**Listing:**
☆ ☆ ☆
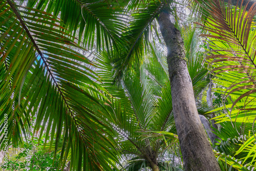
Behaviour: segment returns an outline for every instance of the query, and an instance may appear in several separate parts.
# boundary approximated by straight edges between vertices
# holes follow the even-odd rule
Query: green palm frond
[[[55,0],[29,1],[27,6],[60,15],[65,24],[61,26],[67,33],[77,34],[81,45],[99,51],[103,46],[109,51],[125,45],[120,35],[125,29],[125,5],[122,1]]]
[[[2,146],[7,139],[14,146],[22,144],[35,116],[33,134],[40,140],[46,131],[50,148],[62,146],[62,167],[71,150],[73,169],[112,170],[112,161],[118,161],[112,131],[98,119],[108,115],[105,90],[89,68],[94,64],[71,47],[85,50],[61,31],[63,24],[54,15],[9,0],[0,7],[2,135],[5,114],[8,117]]]
[[[209,18],[207,25],[202,26],[210,34],[201,35],[211,40],[209,45],[213,50],[206,59],[218,78],[215,82],[223,86],[217,90],[224,93],[224,100],[230,95],[236,97],[229,113],[231,120],[236,121],[248,112],[252,116],[255,108],[253,47],[256,45],[252,22],[256,8],[252,7],[247,13],[242,7],[239,9],[229,4],[225,6],[217,1],[211,3],[214,7],[211,12],[218,14]],[[233,110],[234,107],[237,108]],[[238,113],[238,116],[232,114]]]
[[[156,18],[164,8],[164,4],[155,1],[147,4],[141,2],[131,14],[129,29],[122,34],[129,45],[127,48],[123,48],[121,55],[113,57],[114,78],[118,83],[132,66],[140,67],[148,49],[150,37],[156,30]]]
[[[210,39],[209,45],[211,50],[208,52],[206,59],[211,72],[216,77],[214,81],[220,85],[215,91],[223,94],[224,101],[228,104],[216,110],[221,109],[224,111],[216,118],[220,122],[231,122],[229,127],[225,125],[229,130],[226,133],[233,137],[230,134],[234,133],[238,137],[243,136],[244,138],[242,142],[233,142],[234,146],[236,146],[237,151],[236,158],[240,159],[243,163],[250,161],[249,164],[255,166],[255,138],[246,130],[253,130],[255,121],[256,33],[253,18],[256,6],[252,6],[246,12],[244,9],[246,6],[233,7],[230,3],[227,4],[218,1],[206,2],[209,12],[216,15],[211,15],[205,21],[205,26],[199,25],[208,33],[201,35]],[[243,126],[238,127],[238,124]],[[245,125],[247,130],[244,132]],[[242,133],[236,133],[241,128],[244,129]],[[221,138],[223,135],[219,135]],[[237,138],[233,138],[234,141],[237,141]],[[232,150],[225,145],[230,141],[224,141],[220,145],[231,152]]]

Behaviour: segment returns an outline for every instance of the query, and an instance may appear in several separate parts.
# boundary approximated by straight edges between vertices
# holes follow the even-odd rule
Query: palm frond
[[[5,114],[8,117],[2,146],[6,138],[14,146],[22,144],[30,133],[30,118],[36,116],[34,134],[39,133],[40,139],[46,131],[50,148],[62,145],[63,164],[71,148],[73,168],[81,170],[83,164],[88,170],[112,170],[110,160],[118,161],[112,133],[97,117],[107,113],[100,100],[105,90],[89,68],[94,64],[70,47],[85,50],[61,30],[63,24],[56,17],[9,0],[0,6],[2,133]]]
☆ ☆ ☆
**Problem requirements:** Reproduce all the rows above word for word, leaving out the pictures.

**Solution to the problem:**
Behaviour: segment returns an outline for every instance of the query, and an instance may appear in several separate parts.
# boundary approximated by straight edges between vertices
# holes follow the even-odd rule
Query: green palm frond
[[[55,0],[29,1],[27,6],[60,15],[65,24],[61,26],[67,33],[77,34],[81,45],[99,51],[103,46],[109,51],[125,45],[120,35],[125,29],[125,5],[122,1]]]
[[[2,146],[7,139],[14,146],[22,144],[35,116],[33,134],[40,140],[46,131],[50,148],[62,146],[62,167],[71,150],[73,169],[112,170],[112,161],[118,161],[112,131],[98,119],[108,115],[105,90],[89,68],[94,64],[71,47],[85,50],[61,31],[63,24],[54,15],[9,0],[0,7],[2,135],[5,114],[8,117]]]
[[[209,18],[207,25],[202,26],[210,34],[201,35],[211,40],[209,45],[213,50],[206,59],[218,78],[215,82],[223,86],[217,90],[224,93],[224,100],[230,95],[236,97],[229,113],[231,120],[236,121],[248,112],[252,116],[255,108],[253,47],[256,45],[252,22],[256,8],[252,7],[247,13],[242,7],[239,9],[229,4],[225,6],[217,1],[211,3],[214,7],[211,12],[218,14]],[[233,110],[234,107],[237,108]],[[238,113],[238,116],[232,114]]]
[[[156,18],[164,8],[164,4],[155,1],[147,4],[141,2],[131,14],[129,29],[122,34],[129,45],[127,48],[123,48],[121,55],[113,57],[114,78],[118,83],[132,66],[140,67],[148,49],[150,37],[156,30]]]
[[[210,39],[209,45],[211,50],[208,52],[206,59],[211,72],[216,77],[214,81],[220,85],[215,91],[223,94],[224,101],[228,104],[216,110],[221,109],[224,111],[216,118],[220,122],[231,122],[229,127],[225,125],[229,130],[226,133],[233,137],[230,134],[234,133],[238,137],[243,136],[244,138],[242,142],[233,142],[234,146],[236,146],[237,151],[236,158],[240,159],[243,163],[250,161],[249,164],[255,166],[255,138],[246,130],[253,130],[255,121],[256,33],[253,18],[256,6],[252,6],[246,12],[244,9],[246,6],[233,7],[230,3],[227,4],[218,1],[206,2],[209,12],[216,15],[211,15],[205,21],[205,26],[199,25],[208,33],[201,35]],[[243,126],[238,127],[238,124]],[[245,125],[247,130],[244,132]],[[242,133],[236,133],[241,128],[244,129]],[[221,138],[223,135],[219,135]],[[237,138],[233,138],[234,141],[237,141]],[[232,150],[225,145],[230,141],[224,141],[220,145],[231,152]]]

Behaviour: segment returns an outline for every instance of the query, and an instance may appear in several separate parts.
# boundary approximated by straight edges between vertices
# holes follow the even-odd rule
Query: palm frond
[[[5,114],[8,117],[2,146],[6,138],[14,146],[22,144],[30,133],[30,118],[36,116],[34,134],[39,133],[40,139],[46,131],[50,148],[62,145],[63,164],[71,148],[73,168],[81,170],[83,164],[88,170],[112,170],[110,160],[118,161],[112,133],[97,117],[107,113],[100,100],[105,90],[89,68],[94,64],[70,47],[85,50],[61,30],[63,24],[56,17],[9,0],[0,6],[2,133]]]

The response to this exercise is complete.